TASK PROMPT:
Rewrite all of the lines below, changing every occurrence of "farthest from its edges" to "most distant from its boundaries" and leaving the rest unchanged. Omit the pictures from your answer.

RECORDS SUPPLIED:
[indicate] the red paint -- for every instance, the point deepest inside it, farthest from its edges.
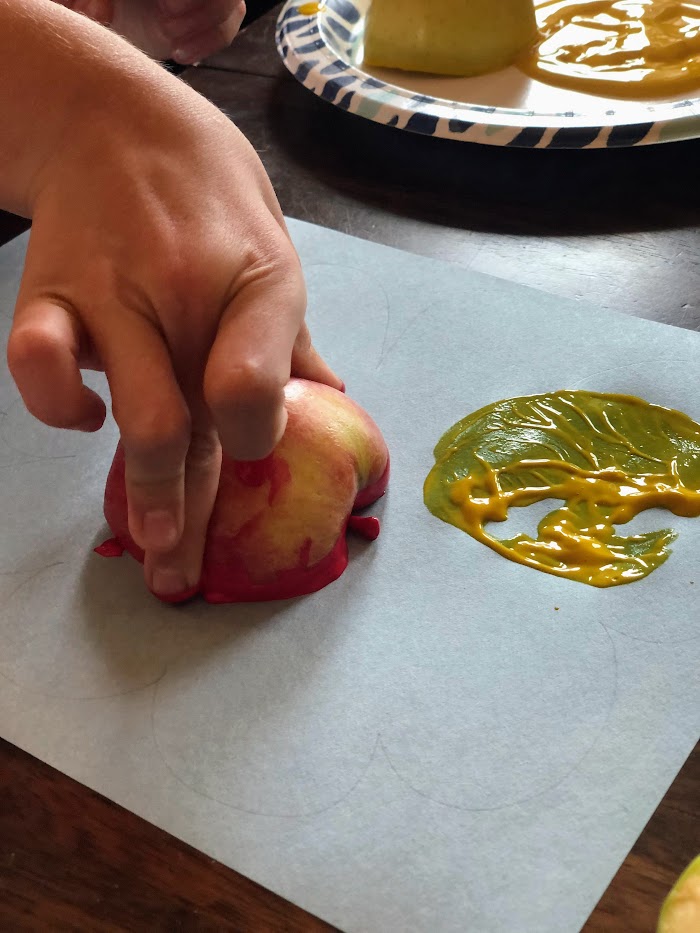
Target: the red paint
(181, 597)
(367, 526)
(110, 548)
(370, 494)
(273, 470)
(228, 581)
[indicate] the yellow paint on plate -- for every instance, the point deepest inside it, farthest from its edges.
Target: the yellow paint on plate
(623, 48)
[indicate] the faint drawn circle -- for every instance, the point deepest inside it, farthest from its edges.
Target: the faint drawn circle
(506, 716)
(83, 636)
(266, 724)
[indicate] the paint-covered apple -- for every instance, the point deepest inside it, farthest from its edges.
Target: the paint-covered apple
(278, 525)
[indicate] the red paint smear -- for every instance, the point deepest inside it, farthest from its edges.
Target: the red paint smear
(112, 547)
(305, 553)
(225, 578)
(365, 525)
(370, 494)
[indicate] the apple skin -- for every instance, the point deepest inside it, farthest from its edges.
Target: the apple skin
(278, 525)
(680, 912)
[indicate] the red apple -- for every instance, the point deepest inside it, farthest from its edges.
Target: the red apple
(278, 525)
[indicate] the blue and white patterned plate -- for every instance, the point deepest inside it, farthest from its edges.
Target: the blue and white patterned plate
(323, 49)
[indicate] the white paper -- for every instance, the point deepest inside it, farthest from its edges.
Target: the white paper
(440, 740)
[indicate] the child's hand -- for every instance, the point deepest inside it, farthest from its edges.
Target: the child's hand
(184, 30)
(159, 254)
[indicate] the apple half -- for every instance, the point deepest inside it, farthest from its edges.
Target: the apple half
(278, 526)
(448, 37)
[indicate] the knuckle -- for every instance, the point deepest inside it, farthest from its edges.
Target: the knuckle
(158, 436)
(204, 451)
(28, 346)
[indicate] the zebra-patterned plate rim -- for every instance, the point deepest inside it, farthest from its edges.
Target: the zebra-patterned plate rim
(317, 46)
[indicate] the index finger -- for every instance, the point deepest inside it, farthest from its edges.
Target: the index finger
(154, 424)
(250, 361)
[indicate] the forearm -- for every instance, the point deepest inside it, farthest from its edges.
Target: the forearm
(60, 73)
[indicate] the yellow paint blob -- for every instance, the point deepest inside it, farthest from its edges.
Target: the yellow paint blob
(621, 48)
(606, 457)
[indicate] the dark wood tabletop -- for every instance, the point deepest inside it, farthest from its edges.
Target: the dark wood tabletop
(620, 228)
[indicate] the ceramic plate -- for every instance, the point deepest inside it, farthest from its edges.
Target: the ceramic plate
(322, 45)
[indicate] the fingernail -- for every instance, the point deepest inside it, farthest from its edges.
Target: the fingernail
(175, 7)
(159, 530)
(168, 582)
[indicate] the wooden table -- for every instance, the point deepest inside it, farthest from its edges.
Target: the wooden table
(618, 228)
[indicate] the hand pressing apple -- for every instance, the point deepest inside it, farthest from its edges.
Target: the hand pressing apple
(278, 525)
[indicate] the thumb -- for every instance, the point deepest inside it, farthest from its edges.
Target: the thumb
(102, 11)
(43, 354)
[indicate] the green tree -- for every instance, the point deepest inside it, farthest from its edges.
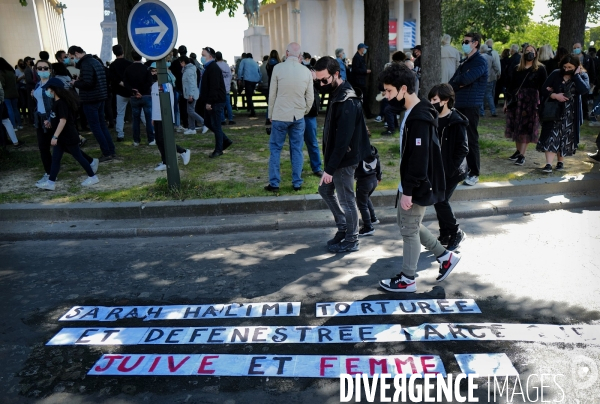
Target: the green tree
(496, 19)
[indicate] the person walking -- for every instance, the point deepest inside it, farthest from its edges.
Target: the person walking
(560, 132)
(212, 94)
(422, 181)
(65, 138)
(469, 84)
(345, 145)
(522, 115)
(92, 86)
(291, 96)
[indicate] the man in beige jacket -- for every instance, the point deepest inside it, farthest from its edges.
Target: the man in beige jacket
(291, 96)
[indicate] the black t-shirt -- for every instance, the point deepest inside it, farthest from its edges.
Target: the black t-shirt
(69, 134)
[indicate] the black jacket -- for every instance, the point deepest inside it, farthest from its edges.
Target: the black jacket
(359, 70)
(345, 137)
(421, 166)
(92, 83)
(212, 88)
(455, 147)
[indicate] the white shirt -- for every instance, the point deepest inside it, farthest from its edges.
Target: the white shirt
(156, 114)
(401, 135)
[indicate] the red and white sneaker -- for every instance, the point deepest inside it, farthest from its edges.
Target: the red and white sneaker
(447, 263)
(399, 283)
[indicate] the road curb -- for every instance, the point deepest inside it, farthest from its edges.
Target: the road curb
(272, 204)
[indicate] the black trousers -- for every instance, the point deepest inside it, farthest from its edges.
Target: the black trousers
(160, 141)
(364, 188)
(473, 159)
(446, 218)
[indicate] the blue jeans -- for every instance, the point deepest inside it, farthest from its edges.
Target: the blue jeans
(137, 104)
(279, 130)
(94, 112)
(213, 122)
(312, 145)
(489, 97)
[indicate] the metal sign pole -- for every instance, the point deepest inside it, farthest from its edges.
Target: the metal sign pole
(168, 130)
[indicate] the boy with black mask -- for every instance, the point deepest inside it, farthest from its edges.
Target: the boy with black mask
(421, 179)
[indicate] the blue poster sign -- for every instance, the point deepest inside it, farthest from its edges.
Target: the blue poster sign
(152, 29)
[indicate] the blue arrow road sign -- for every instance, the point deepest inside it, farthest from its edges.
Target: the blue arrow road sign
(152, 29)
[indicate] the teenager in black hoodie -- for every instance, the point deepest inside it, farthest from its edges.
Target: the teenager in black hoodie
(452, 132)
(422, 180)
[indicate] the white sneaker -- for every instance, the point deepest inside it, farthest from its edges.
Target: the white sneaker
(45, 178)
(49, 185)
(94, 165)
(185, 156)
(90, 181)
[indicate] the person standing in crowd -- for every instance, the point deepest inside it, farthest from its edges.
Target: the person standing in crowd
(340, 56)
(191, 95)
(522, 115)
(469, 84)
(65, 138)
(345, 145)
(560, 137)
(493, 74)
(212, 94)
(8, 79)
(157, 120)
(422, 180)
(450, 58)
(116, 74)
(359, 75)
(227, 77)
(138, 81)
(91, 84)
(249, 73)
(452, 133)
(291, 97)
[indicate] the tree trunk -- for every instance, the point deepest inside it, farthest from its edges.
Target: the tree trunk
(122, 10)
(572, 23)
(431, 32)
(377, 16)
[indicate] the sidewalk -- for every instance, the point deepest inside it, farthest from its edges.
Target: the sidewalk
(219, 216)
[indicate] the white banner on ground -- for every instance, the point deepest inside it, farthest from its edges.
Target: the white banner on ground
(585, 334)
(191, 312)
(322, 366)
(397, 307)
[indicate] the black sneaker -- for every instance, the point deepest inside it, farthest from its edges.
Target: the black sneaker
(456, 239)
(339, 236)
(515, 156)
(520, 160)
(344, 246)
(366, 231)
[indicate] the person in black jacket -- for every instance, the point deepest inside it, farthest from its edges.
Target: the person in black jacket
(452, 132)
(345, 144)
(212, 93)
(422, 181)
(93, 91)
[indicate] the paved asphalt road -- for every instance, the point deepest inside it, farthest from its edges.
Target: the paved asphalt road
(525, 269)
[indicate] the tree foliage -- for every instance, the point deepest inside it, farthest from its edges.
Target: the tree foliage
(496, 19)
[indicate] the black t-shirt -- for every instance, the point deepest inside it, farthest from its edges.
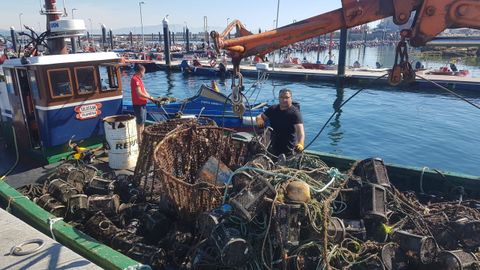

SOLUTION BELOW:
[indicate] the red paint -- for every instance, the point deepest inside it, most distant from its boundaries.
Target: the red paint
(181, 597)
(367, 526)
(110, 548)
(370, 494)
(273, 470)
(228, 581)
[indicate] the yellow paint on plate -- for every instance, the point deepest inside it, most distant from its boundaries.
Target: the yellow paint on plate
(623, 48)
[indicate] the faint drawn circle -- for every instance, the point deepest inside it, most distant from its boundaries.
Target: the faint drawn circle
(506, 716)
(83, 636)
(266, 724)
[indicate] the paint-covered apple -- for every instance, the point deepest inside it, most distant from its boundaries.
Target: the paint-covered apple
(278, 525)
[indicate] the red paint smear -- for every instance, the point deepest inside it, most distant from its boundaries.
Target: the red paint smear
(112, 547)
(305, 553)
(225, 578)
(365, 525)
(370, 494)
[indicate] the apple skin -- for every instance, the point deepest inside it, most distant from its boundaries.
Target: the apple skin
(278, 525)
(680, 912)
[indicate] the red apple -- for every instance, the point deepest inside it, most distant from its boundaries.
Target: the red apple
(278, 525)
[indicate] the blue and white patterned plate -- for every instance, the point deepest inside it, most distant from its boundaries.
Target: the blue and white patterned plate
(323, 49)
[indicate] the white paper -- for every instance, the point deepest inside it, most distant from its boundaries.
Target: the white paper
(440, 740)
[indicate] the child's hand -- for every instance, the point deepest inside it, most distant from its boundaries.
Target: the child's hand
(184, 30)
(159, 254)
[indicate] the apple half -- for every instance, the point deepest inside it, most distant from its boundaries.
Target: the apple half
(278, 526)
(448, 37)
[indicate] the knuckle -- for every instance, the point deepest inside it, most distant from its boundaries.
Target: the knuckle
(158, 436)
(204, 451)
(28, 346)
[indicate] the zebra-patterned plate rim -- for every instance, the point deepest inside it, most distant from its boundaries.
Target: the zebra-patterned plate rim
(317, 46)
[indicate] the index finger -- for every instance, the point deepest inside it, most distant from its boundaries.
Target: the index finger
(154, 424)
(250, 361)
[indicate] the forearm -- for every instance, the point deepest inside it, most distant from its boundaries.
Target: the forearm
(60, 73)
[indicate] the yellow paint blob -- for every instance, the point deepest inside it, most distant from its boundaries.
Target: the yellow paint blob
(621, 48)
(606, 457)
[indicate] the dark wood tabletop -- for every instance, the point deepest inside it, most distant from its boundaries.
Target: the dark wood tabletop
(620, 228)
[indicate] the ceramic plate -- for every instance, the point deepest inside it, most distant from its boundaries.
Target: the ceramic plate
(322, 45)
[indicate] the fingernail -- for every instance, the point deepest inside it, most distant from its boundaries.
Target: the fingernail
(175, 7)
(159, 530)
(168, 582)
[indicate] the wooden table -- for every instance, the point deepest inside it, most distant from its boundaries.
Target: the wooden table
(618, 228)
[indicate] the hand pressing apple -- for every instance, the point deepest inside it, most distant from its boundaries.
Target: the hand pressing apple
(278, 525)
[indicate] the thumb -- for every instance, the point deepest inside it, most distant from its boundaries.
Target: the thumb
(102, 11)
(43, 354)
[indicate] the green tree -- for every instance, the point deepest inside it, most distant from its boundaries.
Target: the green tree
(496, 19)
[indicate] the person walking -- for every instance, the point deepest inside it, most distant from its boundaries.
Target: the person walking
(560, 132)
(212, 94)
(422, 181)
(65, 138)
(469, 84)
(345, 145)
(522, 115)
(92, 86)
(291, 96)
[indicate] the man in beige jacket -- for every instance, the point deepest inside it, most distant from its boundaries.
Target: the man in beige jacket
(291, 96)
[indicate] the black t-shirt -- for every instance, the point deepest inside it, most distant from its boundaries.
Target: the black t-shirt
(69, 134)
[indicate] the black jacket -- for every instance, the point deepest inside it, most distant from its boundaries.
Target: the black jacket
(359, 70)
(345, 137)
(421, 166)
(92, 83)
(212, 88)
(455, 147)
[indicate] the white shirt -- for every instance, the point deepest inside it, most distant from its boundaries.
Target: the white shirt
(156, 114)
(401, 135)
[indicate] the red and white sneaker -- for every instance, the point deepest inside it, most distant from its boundaries.
Target: the red and white sneaker
(447, 263)
(399, 283)
[indicate] the road curb -- for every instance, the point deepest inside it, most distant from its boundaries.
Target: the road curb
(272, 204)
[indicate] the black trousers -- for every instance, the point deepest inside it, most distant from its boundaries.
Target: the black trousers
(160, 141)
(364, 188)
(473, 159)
(446, 218)
[indicate] the blue jeans -- for every instance, the point deepest inside it, most distant from its boundaries.
Target: the blue jeans
(137, 104)
(279, 130)
(94, 112)
(213, 122)
(312, 145)
(489, 97)
[indicate] the metal sign pole -- for every instance, the point deepest inside it, most distant from its boundaries.
Target: the metal sign pole
(168, 130)
[indicate] the boy with black mask -- for every instance, the point deepest inside it, most distant from its boundaries.
Target: the boy with black mask
(421, 179)
[indicate] the blue poster sign -- for every instance, the point deepest inside it, most distant from its boundaries.
Target: the blue poster sign
(152, 29)
[indicate] the blue arrow road sign -- for every instance, the point deepest inside it, most distant from its boundaries.
Target: the blue arrow road sign
(152, 29)
[indicate] the teenager in black hoodie -- for every instance, the point deepest inside it, most distant from its boundaries.
Target: the teenager in black hoodie
(452, 132)
(422, 180)
[indicate] the white sneaker -- for every instance, the point deepest inside it, most distant from its boundaries.
Target: the white sneaker
(45, 178)
(49, 185)
(94, 165)
(185, 156)
(90, 181)
[indicate] the person standing in crowd -- for every instance, the point deepest inside it, most distant from its boundaries.
Target: the person standing in crowd
(340, 56)
(191, 95)
(522, 115)
(469, 84)
(65, 138)
(345, 145)
(560, 137)
(493, 74)
(212, 94)
(8, 79)
(157, 120)
(422, 180)
(450, 58)
(116, 74)
(359, 75)
(227, 77)
(138, 81)
(91, 84)
(249, 73)
(452, 133)
(291, 97)
[indicate] the tree trunk -- for every instance, the point deepest inside it, most distant from its boundaries.
Target: the tree trunk
(122, 10)
(572, 23)
(431, 32)
(377, 16)
[indicate] the sidewalk -- for every instance, the point deepest inside it, most distant from its boundaries.
Target: the sidewalk
(219, 216)
[indicate] the white banner on ground -- for every instance, the point deepest inside it, most distant from its boundaries.
Target: the white banner on ground
(585, 334)
(191, 312)
(322, 366)
(397, 307)
[indicate] the black sneaker -- for every instance, the point deepest inside it, most distant from its boundaries.
Target: the black sneaker
(456, 239)
(339, 236)
(515, 156)
(520, 160)
(344, 246)
(366, 231)
[indicate] the person in black jacket -- for every instance, the point deepest inside it, most distant from its boundaries.
Target: the person in black jacket
(452, 132)
(345, 144)
(212, 93)
(422, 181)
(93, 91)
[indicate] the paved asphalt road -- for every instance, the point deepest inside it, most distant from its boundaries.
Target: the paved asphalt road
(525, 269)
[indicate] the tree foliage -- for every instance, the point deepest inside it, most distant from its boundaries.
Target: the tree foliage
(496, 19)
[indicate] the black t-shirt -- for every instance, the point deepest inside it, most distant from its boundaries.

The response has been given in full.